TASK BRIEF — Return the records unchanged, starting at the line that contains "Could you provide the mask of every instance of the calm" and ending after the line that contains "[[130,122],[116,139],[118,150],[144,150],[143,139],[135,125]]".

DATASET ENTRIES —
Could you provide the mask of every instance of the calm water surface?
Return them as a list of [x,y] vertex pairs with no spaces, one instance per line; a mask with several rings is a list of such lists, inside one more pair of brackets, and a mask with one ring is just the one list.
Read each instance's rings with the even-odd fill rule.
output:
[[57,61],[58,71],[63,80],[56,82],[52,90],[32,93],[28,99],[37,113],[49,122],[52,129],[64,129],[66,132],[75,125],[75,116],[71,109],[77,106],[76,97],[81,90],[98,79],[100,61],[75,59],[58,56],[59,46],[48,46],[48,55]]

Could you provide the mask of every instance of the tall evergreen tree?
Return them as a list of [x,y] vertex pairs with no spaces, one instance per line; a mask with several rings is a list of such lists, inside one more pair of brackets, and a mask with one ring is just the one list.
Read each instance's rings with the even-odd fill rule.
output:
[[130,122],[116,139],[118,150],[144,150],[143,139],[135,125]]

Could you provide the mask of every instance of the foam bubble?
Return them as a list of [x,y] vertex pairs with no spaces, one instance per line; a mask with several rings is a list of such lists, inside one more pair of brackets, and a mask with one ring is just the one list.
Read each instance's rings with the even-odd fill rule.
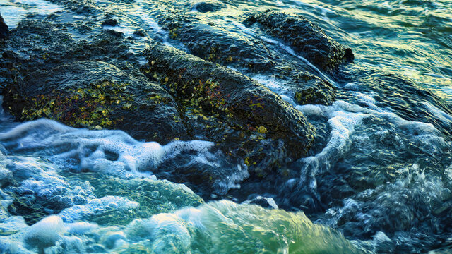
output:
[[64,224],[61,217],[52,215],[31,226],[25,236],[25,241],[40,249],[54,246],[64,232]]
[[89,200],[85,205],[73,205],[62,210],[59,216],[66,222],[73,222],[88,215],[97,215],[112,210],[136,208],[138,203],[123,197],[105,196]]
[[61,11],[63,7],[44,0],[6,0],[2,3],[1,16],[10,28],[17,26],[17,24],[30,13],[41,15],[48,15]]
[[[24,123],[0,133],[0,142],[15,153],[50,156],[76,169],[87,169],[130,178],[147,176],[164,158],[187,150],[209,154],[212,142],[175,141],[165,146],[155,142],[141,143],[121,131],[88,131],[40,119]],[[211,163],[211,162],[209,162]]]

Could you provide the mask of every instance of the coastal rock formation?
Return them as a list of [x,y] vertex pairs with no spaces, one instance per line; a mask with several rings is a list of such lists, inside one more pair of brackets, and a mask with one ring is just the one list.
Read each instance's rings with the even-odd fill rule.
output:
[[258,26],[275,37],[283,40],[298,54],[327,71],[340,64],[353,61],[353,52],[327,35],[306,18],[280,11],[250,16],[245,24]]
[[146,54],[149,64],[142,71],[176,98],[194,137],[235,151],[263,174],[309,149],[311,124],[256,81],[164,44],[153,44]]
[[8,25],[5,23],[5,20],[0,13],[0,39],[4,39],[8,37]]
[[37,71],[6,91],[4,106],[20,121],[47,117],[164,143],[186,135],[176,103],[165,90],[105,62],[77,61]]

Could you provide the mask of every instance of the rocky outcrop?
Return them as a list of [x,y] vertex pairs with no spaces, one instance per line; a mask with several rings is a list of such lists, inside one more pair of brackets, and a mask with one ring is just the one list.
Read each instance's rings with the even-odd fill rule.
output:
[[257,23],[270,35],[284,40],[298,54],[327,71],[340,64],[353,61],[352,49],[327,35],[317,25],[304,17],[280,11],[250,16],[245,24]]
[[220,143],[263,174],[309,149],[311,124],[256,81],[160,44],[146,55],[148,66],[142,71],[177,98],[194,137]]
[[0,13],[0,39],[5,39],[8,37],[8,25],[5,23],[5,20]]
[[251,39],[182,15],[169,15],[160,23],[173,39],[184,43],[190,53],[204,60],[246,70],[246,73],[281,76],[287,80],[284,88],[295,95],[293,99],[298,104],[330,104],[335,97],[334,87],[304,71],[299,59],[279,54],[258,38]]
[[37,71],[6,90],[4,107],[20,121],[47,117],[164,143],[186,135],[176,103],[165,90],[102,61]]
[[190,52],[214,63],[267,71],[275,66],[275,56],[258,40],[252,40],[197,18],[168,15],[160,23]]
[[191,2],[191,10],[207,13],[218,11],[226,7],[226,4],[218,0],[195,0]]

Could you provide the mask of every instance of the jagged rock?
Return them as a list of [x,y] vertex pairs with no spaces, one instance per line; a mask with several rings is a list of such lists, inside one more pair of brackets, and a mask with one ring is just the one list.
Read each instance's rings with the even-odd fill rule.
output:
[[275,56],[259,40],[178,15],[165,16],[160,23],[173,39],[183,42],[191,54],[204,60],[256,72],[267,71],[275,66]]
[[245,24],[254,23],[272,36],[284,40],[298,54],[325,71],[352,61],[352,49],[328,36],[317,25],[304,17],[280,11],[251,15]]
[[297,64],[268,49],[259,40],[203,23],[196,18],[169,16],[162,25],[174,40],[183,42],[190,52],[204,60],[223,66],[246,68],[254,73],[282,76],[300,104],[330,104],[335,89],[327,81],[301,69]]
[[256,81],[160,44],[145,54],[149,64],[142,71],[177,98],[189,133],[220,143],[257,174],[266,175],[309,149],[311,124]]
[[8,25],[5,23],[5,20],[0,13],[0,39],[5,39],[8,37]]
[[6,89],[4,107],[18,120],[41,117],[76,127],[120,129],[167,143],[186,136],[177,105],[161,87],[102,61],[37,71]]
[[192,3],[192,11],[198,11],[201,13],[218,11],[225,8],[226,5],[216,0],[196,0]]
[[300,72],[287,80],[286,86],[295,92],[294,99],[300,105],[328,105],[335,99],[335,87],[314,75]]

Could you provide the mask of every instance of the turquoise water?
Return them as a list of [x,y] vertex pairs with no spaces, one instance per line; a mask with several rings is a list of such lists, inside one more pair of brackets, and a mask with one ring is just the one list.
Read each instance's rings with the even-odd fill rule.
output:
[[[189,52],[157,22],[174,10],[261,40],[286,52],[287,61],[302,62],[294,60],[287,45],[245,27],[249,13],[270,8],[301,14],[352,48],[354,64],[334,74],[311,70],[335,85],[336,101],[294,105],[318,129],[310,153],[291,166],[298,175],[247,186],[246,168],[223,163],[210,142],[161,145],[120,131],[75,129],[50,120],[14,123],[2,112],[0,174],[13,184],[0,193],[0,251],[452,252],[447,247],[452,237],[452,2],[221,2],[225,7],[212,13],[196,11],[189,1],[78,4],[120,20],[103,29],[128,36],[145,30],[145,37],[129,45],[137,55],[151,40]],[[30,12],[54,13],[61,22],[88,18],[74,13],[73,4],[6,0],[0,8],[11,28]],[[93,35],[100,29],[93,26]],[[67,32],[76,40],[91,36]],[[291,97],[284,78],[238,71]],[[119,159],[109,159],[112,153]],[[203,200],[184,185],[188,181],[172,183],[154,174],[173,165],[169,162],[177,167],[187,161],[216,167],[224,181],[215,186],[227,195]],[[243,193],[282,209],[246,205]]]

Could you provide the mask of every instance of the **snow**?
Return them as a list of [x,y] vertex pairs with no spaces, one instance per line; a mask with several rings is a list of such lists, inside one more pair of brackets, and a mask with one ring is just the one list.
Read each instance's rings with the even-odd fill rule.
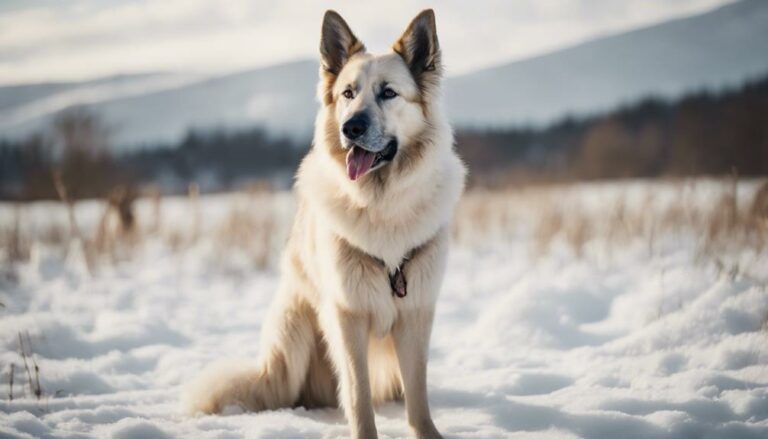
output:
==
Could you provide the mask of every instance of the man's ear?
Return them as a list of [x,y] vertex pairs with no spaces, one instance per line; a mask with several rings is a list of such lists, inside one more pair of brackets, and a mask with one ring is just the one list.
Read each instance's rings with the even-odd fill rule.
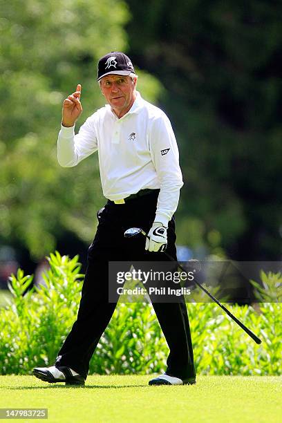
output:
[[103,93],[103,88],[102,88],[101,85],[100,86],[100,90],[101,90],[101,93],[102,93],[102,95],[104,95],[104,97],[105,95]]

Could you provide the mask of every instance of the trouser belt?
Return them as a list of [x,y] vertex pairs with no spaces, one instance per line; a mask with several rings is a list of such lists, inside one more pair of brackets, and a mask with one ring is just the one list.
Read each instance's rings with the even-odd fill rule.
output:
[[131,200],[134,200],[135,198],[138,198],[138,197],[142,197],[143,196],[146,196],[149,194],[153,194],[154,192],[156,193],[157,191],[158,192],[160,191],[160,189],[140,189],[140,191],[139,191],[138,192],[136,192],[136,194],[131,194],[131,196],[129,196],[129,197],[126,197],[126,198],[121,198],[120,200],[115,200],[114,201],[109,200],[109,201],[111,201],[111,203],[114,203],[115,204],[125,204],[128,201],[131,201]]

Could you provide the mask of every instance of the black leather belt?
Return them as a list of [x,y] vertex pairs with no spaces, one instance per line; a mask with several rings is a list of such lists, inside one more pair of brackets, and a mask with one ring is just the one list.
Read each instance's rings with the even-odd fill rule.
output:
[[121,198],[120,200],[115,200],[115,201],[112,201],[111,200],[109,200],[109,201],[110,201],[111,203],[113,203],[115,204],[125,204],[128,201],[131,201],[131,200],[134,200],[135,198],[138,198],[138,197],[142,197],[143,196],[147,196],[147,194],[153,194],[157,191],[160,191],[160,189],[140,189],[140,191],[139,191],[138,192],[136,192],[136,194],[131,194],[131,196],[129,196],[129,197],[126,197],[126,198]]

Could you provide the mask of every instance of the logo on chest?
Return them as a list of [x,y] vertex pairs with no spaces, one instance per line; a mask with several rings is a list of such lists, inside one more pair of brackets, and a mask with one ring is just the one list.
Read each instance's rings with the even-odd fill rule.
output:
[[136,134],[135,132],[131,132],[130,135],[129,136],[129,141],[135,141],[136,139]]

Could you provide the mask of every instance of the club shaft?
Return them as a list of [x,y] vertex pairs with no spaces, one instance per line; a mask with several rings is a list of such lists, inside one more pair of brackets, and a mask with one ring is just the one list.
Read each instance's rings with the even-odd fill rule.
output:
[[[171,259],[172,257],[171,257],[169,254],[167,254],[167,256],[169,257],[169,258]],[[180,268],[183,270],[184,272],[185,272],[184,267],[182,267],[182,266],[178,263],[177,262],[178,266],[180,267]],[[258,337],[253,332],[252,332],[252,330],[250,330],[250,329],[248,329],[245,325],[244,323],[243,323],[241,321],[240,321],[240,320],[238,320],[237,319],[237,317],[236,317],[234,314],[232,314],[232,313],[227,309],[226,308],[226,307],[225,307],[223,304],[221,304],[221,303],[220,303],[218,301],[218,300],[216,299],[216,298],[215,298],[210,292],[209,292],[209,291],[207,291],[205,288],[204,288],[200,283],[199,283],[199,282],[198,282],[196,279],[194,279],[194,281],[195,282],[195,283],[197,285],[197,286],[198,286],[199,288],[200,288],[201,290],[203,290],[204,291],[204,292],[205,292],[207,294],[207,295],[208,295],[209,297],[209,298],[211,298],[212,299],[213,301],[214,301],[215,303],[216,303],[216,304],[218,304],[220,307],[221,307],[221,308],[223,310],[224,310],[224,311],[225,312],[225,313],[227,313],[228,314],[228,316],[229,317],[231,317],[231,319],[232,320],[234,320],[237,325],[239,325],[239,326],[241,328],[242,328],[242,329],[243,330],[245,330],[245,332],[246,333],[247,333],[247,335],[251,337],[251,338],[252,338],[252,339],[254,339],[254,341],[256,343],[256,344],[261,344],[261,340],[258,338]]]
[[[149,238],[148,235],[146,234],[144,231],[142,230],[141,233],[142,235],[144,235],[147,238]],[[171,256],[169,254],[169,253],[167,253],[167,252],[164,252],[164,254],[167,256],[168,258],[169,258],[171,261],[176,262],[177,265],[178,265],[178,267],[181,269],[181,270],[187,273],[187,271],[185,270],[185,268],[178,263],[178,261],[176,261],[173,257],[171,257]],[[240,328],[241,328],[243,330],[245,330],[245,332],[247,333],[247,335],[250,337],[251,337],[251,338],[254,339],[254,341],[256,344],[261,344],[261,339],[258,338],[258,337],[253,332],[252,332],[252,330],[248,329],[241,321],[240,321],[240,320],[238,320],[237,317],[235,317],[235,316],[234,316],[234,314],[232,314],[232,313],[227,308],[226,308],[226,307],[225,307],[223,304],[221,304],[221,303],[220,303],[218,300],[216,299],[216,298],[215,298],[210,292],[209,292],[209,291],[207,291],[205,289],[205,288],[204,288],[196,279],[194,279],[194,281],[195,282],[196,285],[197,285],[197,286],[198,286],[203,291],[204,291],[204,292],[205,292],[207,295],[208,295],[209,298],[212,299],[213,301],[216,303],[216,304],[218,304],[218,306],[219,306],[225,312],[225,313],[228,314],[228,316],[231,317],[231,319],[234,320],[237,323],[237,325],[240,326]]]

SOLUTION FOR THIS TASK —
Could you provide the mask of every instance of the calm water surface?
Return them as a list of [x,y] vertex pairs with no spaces, one instance per line; a mask with several rings is a list of such lists, inside one more pair of brackets, and a mask with one ring is just the one list.
Read each instance's rings with the even-odd fill rule.
output:
[[57,61],[58,71],[63,80],[56,82],[52,90],[32,93],[28,99],[37,113],[49,122],[52,129],[64,129],[66,132],[75,125],[75,116],[71,109],[77,106],[76,97],[81,90],[98,79],[100,61],[75,59],[58,56],[59,46],[48,46],[48,55]]

Could you provide the mask of every instance of the tall evergreen tree?
Return them as a list of [x,y] vertex pairs with no spaces, one instance per line; a mask with several rings is a list of such lists, inside one more pair of brackets, and a mask with one ring is just the one list.
Read each instance's rings with the even-odd fill rule.
output:
[[130,122],[116,139],[118,150],[144,150],[143,139],[135,125]]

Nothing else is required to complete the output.